> _SEITE_:
------------------------------------

Unsere Aktionen sind doch eine Demonstration! Das ist ziviler Ungehorsam. Wir machen ja keine Vitrinen kaputt - sondern ersetzen nur die Poster. Ja, die Unternehmen haben für die Werbung bezahlt. Aber ich habe auch das Recht, sie nicht zu sehen. Wenn ich privates Fernsehen gucke, zahle ich dadurch, dass ich die Werbung anschaue, für das Programm - und kann auch den Kanal wechseln, wenn ich keine Lust darauf habe. Im Internet kannst du einen Adblocker schalten. Aber auf der Straße bist du der Werbung ausgeliefert - es sei denn, du wehrst dich.
Vermibus (Künstler und Aktivist aus Berlin) [1]

Frauke Bank, Pressesprecherin von Wall, dem größten Betreiber von Außenwerbung in Berlin, schätzt, daß es in der Stadt etwa 30.000 Werbeflächen gibt. Und Berlin ist nicht einmal die Stadt mit der meisten Werbung: Ein New-Yorker, schätzen Marketingexperten, sieht in der Stadt 5000 Werbebotschaften am Tag, weltweit dürften es in großen Städten durchschnittlich 3000 täglich sein. Dagegen kämpfen Adbusting-AktivistInnen seit Jahren, indem sie Werbung im öffentlichen Raum entfernen oder zerstören. Poster werden überklebt, übermalt, durch Botschaften oder Kunst ersetzt. Mitunter werden sie so verändert, daß sie wie eine Parodie ihrer selbst erscheinen, wie im Falle der Künstler, die ein Capri-Sonne-Poster gekapert und darauf aufmerksam gemacht haben, wieviel Müll das Getränk produziert. Teils arbeiten diese Artivisten allein, nicht selten aber auch im Team oder organisieren internationale Kampagnen zu bestimmten Terminen in verschiedenen Städten.

------------------------------------

> _MATERIAL_:
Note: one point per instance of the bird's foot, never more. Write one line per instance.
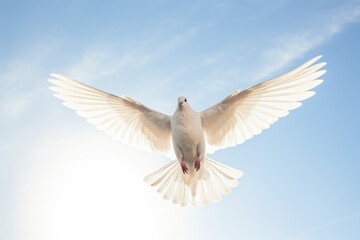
(197, 164)
(184, 167)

------------------------------------

> _AUFGABE 1_: Entscheide, ob die folgenden Aussagen mit dem Text über Adbusting übereinstimmen, und belege jede Antwort mit einem wörtlichen Zitat. (a) Frauke Bank schätzt die Zahl der Werbeflächen in Berlin auf etwa 30.000. (b) Berlin ist die Stadt mit der meisten Werbung. (c) Vermibus sagt, bei den Aktionen würden Vitrinen zerstört.
> _AUFGABE 2_: Führe den Text über Adbusting im Anschluss an seinen letzten Satz weiter.

> _LÖSUNG 1_:
(a) Ja: „schätzt, daß es in der Stadt etwa 30.000 Werbeflächen gibt“
(b) Nein: „Und Berlin ist nicht einmal die Stadt mit der meisten Werbung“
(c) Nein: „Wir machen ja keine Vitrinen kaputt - sondern ersetzen nur die Poster.“

> _LÖSUNG 2_:
Den Betreibern von Außenwerbung ist das zwangsläufig ein Dorn im Auge. In Berlin zahlen Firmen laut Frauke Bank von Wall, das etwa ein Drittel der Gesamtfläche zum Beispiel mit Plakatsäulen oder Vitrinen an Bushaltestellen vermarktet, durchschnittlich 28 Euro am Tag für so eine Werbefläche. Es sei ein Unterschied, ob man dagegen protestiert, was ein urdemokratisches Recht sei und jedem offenstehe, oder zur Beschädigung und Diebstahl von fremdem Eigentum übergehe: "Wir zeigen jeden solcher Vorfälle an." Adbusting-Aktivisten verübten Vandalismus und sollten sich stattdessen in Bürgerinitiativen engagieren oder Demonstrationen veranstalten. Adbusting-Plakate würden ohnehin so gut wie immer am nächsten Tag entfernt, weshalb die Aktionen überhaupt nichts brächten. Davon abgesehen finanziere Wall mit einem Teil der Einnahmen auch 5.000 Wartehäuschen und 275 Toiletten im Stadtgebiet.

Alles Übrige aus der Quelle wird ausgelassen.